START INFORMATION

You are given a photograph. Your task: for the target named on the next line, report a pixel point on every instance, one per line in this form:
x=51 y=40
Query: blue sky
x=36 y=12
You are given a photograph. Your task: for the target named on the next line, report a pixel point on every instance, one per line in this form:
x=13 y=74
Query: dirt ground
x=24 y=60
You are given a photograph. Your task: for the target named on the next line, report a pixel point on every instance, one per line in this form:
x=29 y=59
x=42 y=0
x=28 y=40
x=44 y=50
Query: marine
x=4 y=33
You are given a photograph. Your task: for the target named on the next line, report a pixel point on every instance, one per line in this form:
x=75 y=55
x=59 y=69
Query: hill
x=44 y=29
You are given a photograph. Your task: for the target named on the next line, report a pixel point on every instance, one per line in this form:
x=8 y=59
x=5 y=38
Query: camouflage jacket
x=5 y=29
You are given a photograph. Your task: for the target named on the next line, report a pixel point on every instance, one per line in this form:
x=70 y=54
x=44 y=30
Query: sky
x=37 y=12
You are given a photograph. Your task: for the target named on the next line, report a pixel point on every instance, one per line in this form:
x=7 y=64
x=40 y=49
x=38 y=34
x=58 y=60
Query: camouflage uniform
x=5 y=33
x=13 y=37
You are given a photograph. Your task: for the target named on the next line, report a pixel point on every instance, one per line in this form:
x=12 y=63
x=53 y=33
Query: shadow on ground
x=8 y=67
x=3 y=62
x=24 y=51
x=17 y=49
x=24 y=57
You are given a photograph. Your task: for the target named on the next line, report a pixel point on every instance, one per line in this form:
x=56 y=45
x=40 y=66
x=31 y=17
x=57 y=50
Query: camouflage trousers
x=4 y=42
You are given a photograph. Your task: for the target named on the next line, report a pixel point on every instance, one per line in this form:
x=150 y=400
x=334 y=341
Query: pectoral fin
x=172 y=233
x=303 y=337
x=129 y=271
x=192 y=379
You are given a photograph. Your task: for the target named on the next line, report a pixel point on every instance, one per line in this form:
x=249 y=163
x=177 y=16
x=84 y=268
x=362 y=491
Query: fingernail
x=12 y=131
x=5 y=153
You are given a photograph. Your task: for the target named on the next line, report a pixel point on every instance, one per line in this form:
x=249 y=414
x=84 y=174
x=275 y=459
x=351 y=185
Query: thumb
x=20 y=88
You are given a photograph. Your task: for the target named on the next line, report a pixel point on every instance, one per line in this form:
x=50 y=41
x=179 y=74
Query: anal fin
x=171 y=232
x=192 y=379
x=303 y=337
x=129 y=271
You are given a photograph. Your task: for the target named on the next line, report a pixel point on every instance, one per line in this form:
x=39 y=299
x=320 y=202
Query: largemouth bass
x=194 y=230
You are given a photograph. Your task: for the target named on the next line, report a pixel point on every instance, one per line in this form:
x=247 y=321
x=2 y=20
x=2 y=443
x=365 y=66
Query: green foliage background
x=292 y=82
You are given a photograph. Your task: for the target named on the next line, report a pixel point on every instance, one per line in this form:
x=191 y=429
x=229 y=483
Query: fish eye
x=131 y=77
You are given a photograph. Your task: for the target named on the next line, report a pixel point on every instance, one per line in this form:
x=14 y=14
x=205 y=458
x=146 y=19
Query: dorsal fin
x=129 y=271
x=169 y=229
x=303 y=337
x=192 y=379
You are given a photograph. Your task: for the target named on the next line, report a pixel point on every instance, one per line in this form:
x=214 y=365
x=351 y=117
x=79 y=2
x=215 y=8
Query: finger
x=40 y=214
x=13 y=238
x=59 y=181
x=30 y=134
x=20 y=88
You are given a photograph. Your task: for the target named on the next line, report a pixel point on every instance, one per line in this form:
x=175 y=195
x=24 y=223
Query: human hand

END INFORMATION

_WHAT YOU HAVE TO DO_
Reproduce the records above in full, without altering a single character.

_RESULT OF THE EXERCISE_
You are given a photograph. Your task: for the target named on the next line, report a pixel point on every instance, one per line in this form:
x=51 y=40
Query: blue sky
x=36 y=12
You are given a photograph. Your task: for the target named on the next line, report a pixel point on every instance, one per line in this form:
x=13 y=74
Query: dirt ground
x=24 y=60
You are given a photograph. Your task: for the target named on the next line, report a pixel point on every instance, one per line in this form:
x=29 y=59
x=42 y=0
x=28 y=40
x=44 y=50
Query: marine
x=4 y=33
You are given a photograph. Your task: for the target named on the next line, report a pixel point on every instance, one per line in this form:
x=75 y=55
x=59 y=69
Query: hill
x=44 y=29
You are given a photograph. Your task: for the target named on the next line, report a pixel point on every instance, one per line in this form:
x=8 y=59
x=5 y=38
Query: camouflage jacket
x=5 y=29
You are given a photograph. Your task: for the target named on the next line, report a pixel point on every instance, one per line in this form:
x=70 y=54
x=44 y=30
Query: sky
x=37 y=12
You are given a photograph. Your task: for the target named on the next line, report a pixel point on every instance, one per line in this form:
x=7 y=64
x=40 y=49
x=38 y=34
x=58 y=60
Query: camouflage uniform
x=5 y=33
x=13 y=37
You are given a photograph. Your task: for the target named on the next line, report a pixel point on every instance, one per line in this form:
x=12 y=63
x=53 y=33
Query: shadow on ground
x=8 y=67
x=3 y=62
x=24 y=51
x=17 y=49
x=24 y=57
You are given a photograph. Your task: for the target named on the next line, report a pixel point on every instance, one per line in this form:
x=56 y=45
x=40 y=66
x=31 y=17
x=57 y=50
Query: camouflage trousers
x=4 y=42
You are given a photograph. Your task: for the target named on the next line, report a pixel point on every instance, one per line in this form:
x=150 y=400
x=334 y=341
Query: pectoral fin
x=172 y=233
x=303 y=337
x=129 y=271
x=192 y=379
You are given a photograph. Your task: for the target named on the next line, report a pixel point on every instance, one per line in this form:
x=249 y=163
x=177 y=16
x=84 y=268
x=362 y=491
Query: fingernail
x=12 y=131
x=5 y=153
You are given a photograph. Your task: for the target named on the next line, report a pixel point on every instance, one per line in this form:
x=249 y=414
x=84 y=174
x=275 y=459
x=351 y=185
Query: thumb
x=20 y=88
You are given a photograph. Your task: for the target named on the next line, report a pixel point on every instance, one per line in this form:
x=50 y=41
x=179 y=74
Query: anal fin
x=171 y=232
x=192 y=379
x=303 y=337
x=129 y=271
You are given a photograph. Your task: for the target named on the next line, report a pixel point on every instance, one per line in this form:
x=39 y=299
x=320 y=202
Query: largemouth bass
x=194 y=230
You are given a photograph. Your task: for the target named on the next line, report a pixel point on every instance, one per line in this form:
x=247 y=321
x=2 y=20
x=2 y=443
x=365 y=66
Query: green foliage background
x=292 y=82
You are given a photograph. Your task: for the target named on the next line, report a pixel point on every instance, one per line in this form:
x=191 y=429
x=229 y=483
Query: fish eye
x=131 y=77
You are given a photograph. Your task: for the target named on the next line, report a pixel point on every instance, one per line in this form:
x=14 y=14
x=205 y=458
x=146 y=19
Query: dorsal fin
x=129 y=271
x=169 y=229
x=303 y=337
x=192 y=379
You are given a photograph. Your task: for the target named on the next line, report a pixel point on every instance, one per line in this form:
x=214 y=365
x=351 y=117
x=79 y=2
x=215 y=8
Query: finger
x=40 y=214
x=13 y=238
x=59 y=181
x=30 y=134
x=20 y=88
You are given a photograph. Your task: for the target named on the next line, report a pixel point on every instance, one per line in this form:
x=175 y=195
x=24 y=223
Query: human hand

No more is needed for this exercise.